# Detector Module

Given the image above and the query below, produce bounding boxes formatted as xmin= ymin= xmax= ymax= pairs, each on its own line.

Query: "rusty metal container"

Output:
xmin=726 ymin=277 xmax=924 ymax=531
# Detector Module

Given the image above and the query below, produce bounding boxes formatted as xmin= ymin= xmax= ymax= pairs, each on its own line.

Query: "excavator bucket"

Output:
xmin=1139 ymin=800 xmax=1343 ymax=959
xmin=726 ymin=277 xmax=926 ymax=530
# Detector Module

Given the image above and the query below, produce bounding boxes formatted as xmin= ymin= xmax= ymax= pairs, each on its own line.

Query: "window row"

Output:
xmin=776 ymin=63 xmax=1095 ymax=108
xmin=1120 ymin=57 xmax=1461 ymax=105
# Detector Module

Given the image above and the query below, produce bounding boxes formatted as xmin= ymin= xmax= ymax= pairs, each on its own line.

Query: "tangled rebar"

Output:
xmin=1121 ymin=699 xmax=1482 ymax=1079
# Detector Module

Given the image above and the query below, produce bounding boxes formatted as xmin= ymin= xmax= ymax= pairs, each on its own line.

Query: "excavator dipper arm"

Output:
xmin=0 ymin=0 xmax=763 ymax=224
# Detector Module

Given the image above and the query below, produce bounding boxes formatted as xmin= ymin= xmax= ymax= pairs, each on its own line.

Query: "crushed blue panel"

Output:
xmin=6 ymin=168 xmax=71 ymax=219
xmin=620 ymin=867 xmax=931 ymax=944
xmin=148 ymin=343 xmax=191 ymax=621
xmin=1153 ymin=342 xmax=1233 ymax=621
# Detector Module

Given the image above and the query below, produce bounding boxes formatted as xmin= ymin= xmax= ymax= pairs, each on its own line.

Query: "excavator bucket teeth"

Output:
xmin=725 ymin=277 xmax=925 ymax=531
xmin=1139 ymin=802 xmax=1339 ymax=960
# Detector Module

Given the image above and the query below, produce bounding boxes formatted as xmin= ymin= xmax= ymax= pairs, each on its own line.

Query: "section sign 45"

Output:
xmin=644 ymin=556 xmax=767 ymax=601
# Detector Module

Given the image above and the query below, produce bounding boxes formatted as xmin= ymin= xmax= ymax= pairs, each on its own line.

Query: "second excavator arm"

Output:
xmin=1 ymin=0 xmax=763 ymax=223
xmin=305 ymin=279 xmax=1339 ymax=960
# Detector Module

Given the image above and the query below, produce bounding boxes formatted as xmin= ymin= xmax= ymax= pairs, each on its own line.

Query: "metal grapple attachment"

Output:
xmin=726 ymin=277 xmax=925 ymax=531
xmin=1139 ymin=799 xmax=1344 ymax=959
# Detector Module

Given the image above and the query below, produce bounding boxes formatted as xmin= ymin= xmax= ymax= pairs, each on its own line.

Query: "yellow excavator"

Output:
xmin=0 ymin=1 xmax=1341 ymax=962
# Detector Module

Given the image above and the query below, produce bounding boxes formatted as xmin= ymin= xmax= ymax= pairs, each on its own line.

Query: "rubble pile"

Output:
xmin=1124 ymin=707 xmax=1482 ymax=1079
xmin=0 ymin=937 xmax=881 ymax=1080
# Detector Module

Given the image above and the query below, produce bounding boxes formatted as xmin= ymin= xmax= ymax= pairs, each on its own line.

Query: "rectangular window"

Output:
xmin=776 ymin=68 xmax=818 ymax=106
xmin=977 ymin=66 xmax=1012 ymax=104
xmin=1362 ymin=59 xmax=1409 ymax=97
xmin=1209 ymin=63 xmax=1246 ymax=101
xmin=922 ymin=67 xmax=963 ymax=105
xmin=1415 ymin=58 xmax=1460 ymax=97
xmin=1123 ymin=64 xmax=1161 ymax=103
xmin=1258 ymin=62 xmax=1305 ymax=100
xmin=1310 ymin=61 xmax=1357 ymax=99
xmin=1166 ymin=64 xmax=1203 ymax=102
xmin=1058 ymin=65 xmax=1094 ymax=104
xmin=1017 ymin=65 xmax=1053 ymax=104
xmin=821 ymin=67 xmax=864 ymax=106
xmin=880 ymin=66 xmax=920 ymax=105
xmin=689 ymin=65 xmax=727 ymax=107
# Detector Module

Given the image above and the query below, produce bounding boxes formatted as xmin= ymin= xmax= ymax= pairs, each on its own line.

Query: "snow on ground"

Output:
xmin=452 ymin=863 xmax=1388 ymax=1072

__EXERCISE BRIEF__:
Output the material above in full. Change nothing.

__WRITTEN RESPONSE__:
# Detector Module

Given the image above and the query below, produce bounding boxes formatted as xmin= ymin= xmax= ymax= pairs, each on its own line.

Query: "rusty metal container"

Output:
xmin=726 ymin=277 xmax=924 ymax=531
# Detector Module

Given the image above and the query below, produce bounding boxes formatted as xmin= ymin= xmax= ymax= pairs, each on its own line.

Query: "excavator bucket"

Output:
xmin=1139 ymin=800 xmax=1343 ymax=959
xmin=726 ymin=277 xmax=926 ymax=530
# Detector Module

Given the image above and the query below, produce bounding boxes formatted as xmin= ymin= xmax= ymax= pairs, each on its own line.

Query: "window row"

Output:
xmin=776 ymin=63 xmax=1095 ymax=108
xmin=1120 ymin=57 xmax=1461 ymax=105
# Detector Module

Given the image above and the query below, produce bounding boxes formatted as xmin= ymin= xmax= ymax= pairs, each on its own line.

Query: "tangled rebar"

Output:
xmin=1121 ymin=699 xmax=1482 ymax=1079
# Detector Module

Given the image above and the query below, produce bounding boxes formatted as xmin= ymin= xmax= ymax= pairs, each on its own line.

Query: "excavator dipper arm"

Output:
xmin=0 ymin=0 xmax=763 ymax=224
# Detector Module

Given the image above and the query below, produce bounding boxes formatted as xmin= ymin= xmax= ymax= pairs, each on its own line.

Query: "crushed blue panel"

Output:
xmin=6 ymin=168 xmax=71 ymax=219
xmin=620 ymin=867 xmax=931 ymax=944
xmin=148 ymin=343 xmax=191 ymax=621
xmin=1153 ymin=342 xmax=1233 ymax=621
# Detector Module

Given the image above and the query below, produce bounding boxes formatted as xmin= ymin= xmax= ymax= pairs, each on its own line.

Query: "excavator bucket teeth"

Output:
xmin=725 ymin=277 xmax=925 ymax=531
xmin=1139 ymin=802 xmax=1339 ymax=960
# Detector Module

Given the image above and the query below, produce bounding boxes formatted as xmin= ymin= xmax= ymax= pairs, each on its own line.

Query: "section sign 45"

Output:
xmin=644 ymin=556 xmax=767 ymax=601
# Detector Module

Given the image above and the query below, produce bounding boxes formatted as xmin= ymin= xmax= ymax= pairs, each on its own line.

Query: "second excavator arm"

Output:
xmin=1 ymin=0 xmax=763 ymax=223
xmin=305 ymin=279 xmax=1339 ymax=960
# Detector Module

Given the image above and the query below, produce bounding boxes formatted as xmin= ymin= xmax= ymax= pairs, each on its own line.

Query: "metal grapple attachment"

Output:
xmin=726 ymin=277 xmax=925 ymax=531
xmin=1139 ymin=799 xmax=1344 ymax=959
# Detector Module

Given the image above and the query below, produce bounding boxes formatted as xmin= ymin= xmax= ymax= pairs, each on its own line.

Query: "yellow excavator"

Output:
xmin=0 ymin=1 xmax=1341 ymax=962
# Detector Module

Given the image above and the query below, produce bounding boxes formatted as xmin= ymin= xmax= ymax= pairs, each on its own line.

Query: "rubble pile"

Output:
xmin=1124 ymin=707 xmax=1482 ymax=1079
xmin=0 ymin=937 xmax=881 ymax=1080
# Detector Module

Given the image above and the query below, produce bounding boxes formatted as xmin= ymin= xmax= ymax= pairs, each on its own line.

Query: "rectangular window"

Output:
xmin=776 ymin=68 xmax=818 ymax=106
xmin=977 ymin=66 xmax=1012 ymax=104
xmin=1362 ymin=59 xmax=1409 ymax=97
xmin=1209 ymin=63 xmax=1246 ymax=101
xmin=922 ymin=67 xmax=963 ymax=105
xmin=1415 ymin=58 xmax=1460 ymax=97
xmin=1123 ymin=64 xmax=1161 ymax=103
xmin=1258 ymin=62 xmax=1305 ymax=100
xmin=1310 ymin=61 xmax=1357 ymax=99
xmin=1166 ymin=64 xmax=1203 ymax=102
xmin=1058 ymin=65 xmax=1094 ymax=104
xmin=1017 ymin=65 xmax=1053 ymax=104
xmin=821 ymin=67 xmax=864 ymax=106
xmin=880 ymin=66 xmax=920 ymax=105
xmin=689 ymin=65 xmax=727 ymax=107
# Detector Module

Given the image above and the query below, produce bounding boxes formatted as xmin= ymin= xmax= ymax= pairs, each on its own line.

Query: "snow on ground"

Output:
xmin=452 ymin=863 xmax=1388 ymax=1072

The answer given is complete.